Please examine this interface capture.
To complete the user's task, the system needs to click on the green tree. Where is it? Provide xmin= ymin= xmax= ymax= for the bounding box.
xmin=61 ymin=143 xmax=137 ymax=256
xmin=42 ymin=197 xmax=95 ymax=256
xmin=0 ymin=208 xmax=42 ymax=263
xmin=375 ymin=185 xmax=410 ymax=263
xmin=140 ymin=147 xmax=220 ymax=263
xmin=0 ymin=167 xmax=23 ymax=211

* * *

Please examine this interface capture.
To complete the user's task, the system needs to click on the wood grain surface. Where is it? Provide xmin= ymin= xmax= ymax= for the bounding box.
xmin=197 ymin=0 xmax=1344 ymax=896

Consigne: Comptez les lignes des entrées où figure la chaîne « xmax ». Donnez seulement ce nombre.

Réponse finale: 9